### EXERCISE PROMPT
Each line below needs to be printed again exactly.

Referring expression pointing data
=-=-=

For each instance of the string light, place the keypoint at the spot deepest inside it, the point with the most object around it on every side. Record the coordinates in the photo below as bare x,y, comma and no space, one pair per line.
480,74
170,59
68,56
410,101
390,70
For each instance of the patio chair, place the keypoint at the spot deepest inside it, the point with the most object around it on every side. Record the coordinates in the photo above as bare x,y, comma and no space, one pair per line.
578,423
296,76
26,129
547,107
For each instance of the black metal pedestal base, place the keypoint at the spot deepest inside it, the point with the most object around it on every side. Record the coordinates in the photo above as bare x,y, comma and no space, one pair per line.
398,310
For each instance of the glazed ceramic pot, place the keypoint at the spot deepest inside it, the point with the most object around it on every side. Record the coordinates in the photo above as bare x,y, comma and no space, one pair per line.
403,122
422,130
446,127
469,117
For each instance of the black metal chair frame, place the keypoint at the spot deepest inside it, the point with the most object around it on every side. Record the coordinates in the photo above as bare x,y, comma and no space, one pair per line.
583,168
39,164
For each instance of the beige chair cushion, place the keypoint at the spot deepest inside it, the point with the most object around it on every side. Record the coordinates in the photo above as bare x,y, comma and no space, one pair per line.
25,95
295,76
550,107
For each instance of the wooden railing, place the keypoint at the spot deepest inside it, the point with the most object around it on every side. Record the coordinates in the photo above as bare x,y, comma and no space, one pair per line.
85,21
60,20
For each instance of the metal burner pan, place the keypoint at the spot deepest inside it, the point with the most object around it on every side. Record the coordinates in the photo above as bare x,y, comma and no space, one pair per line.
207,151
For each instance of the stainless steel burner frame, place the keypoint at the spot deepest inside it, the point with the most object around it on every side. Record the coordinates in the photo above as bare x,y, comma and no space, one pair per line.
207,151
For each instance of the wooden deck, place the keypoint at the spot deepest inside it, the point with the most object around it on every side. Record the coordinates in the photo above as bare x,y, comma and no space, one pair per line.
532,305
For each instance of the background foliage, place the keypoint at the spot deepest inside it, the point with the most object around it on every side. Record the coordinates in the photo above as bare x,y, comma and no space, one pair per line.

=-=-=

### COMPLETED EXERCISE
For each instance of the string light, place the keypoint at the spot deepest inside it, the point with the most object around it on every side. Record the coordinates in the photo below as bare x,y, comma and no space, one pair per line.
480,74
170,59
68,56
410,101
390,70
For each instance of the patio chair, place the keypoint at the spot deepest inside it, the point with the most object around it on every side. Record the coordinates in the photo above as bare x,y, comma and no space, one pair per line.
578,423
296,76
26,129
547,107
For each instance of the black metal pedestal base, place the keypoint at the spot deepest inside it, the point with the most object around it on every side. Record the coordinates in the photo above as bare x,y, comma and no space, one pair per line.
398,310
For each instance of the glazed ceramic pot, place the keypoint at the spot deepest inside it, the point with the most object around it on every side. Record the coordinates in the photo above as bare x,y, comma and no space, one pair per line.
403,122
422,130
446,127
469,117
For each instance of the black metal chair frame, place the keypoint at the spot deepest inside it, the point with the most object around it on every side. Record the coordinates in the photo above as bare x,y, comma and no space, one pair per line.
583,168
39,164
For each instance of the beige chair cushion, place the keypoint at the spot deepest inside it, the point with the most object around it on every side. Record the coordinates in the photo above as bare x,y, comma and no space, one pair per line.
25,95
295,76
550,107
For each instance of the wooden railing, place the keypoint at the spot deepest inside it, the point with the most object around it on every side. Record the coordinates in the photo above as bare x,y, comma and no space, one pair per line.
85,21
60,20
For each instance of the metal burner pan, place the keypoint at the spot deepest inside it, the point with the most object around it on every side. Record the coordinates in the photo above as bare x,y, comma and no space, one pair per line.
207,151
For each instance of the stainless steel burner frame, place the keypoint at the spot deepest inside it, the point with the most object around it on every side. Record the coordinates in the photo above as bare x,y, comma and no space, one pair per line.
207,151
For each instance of the wooden deck, place the keypoint at the spot deepest inside it, the point with the most object around it on every side. Record the coordinates in the photo above as bare x,y, comma and no space, one pair per line.
532,305
For each instance of the background foliage, place the keypoint at the spot deepest inside it, the point with the most object around it on every side. Record the coordinates in the photo above as bare x,y, comma and no space, one pair per line.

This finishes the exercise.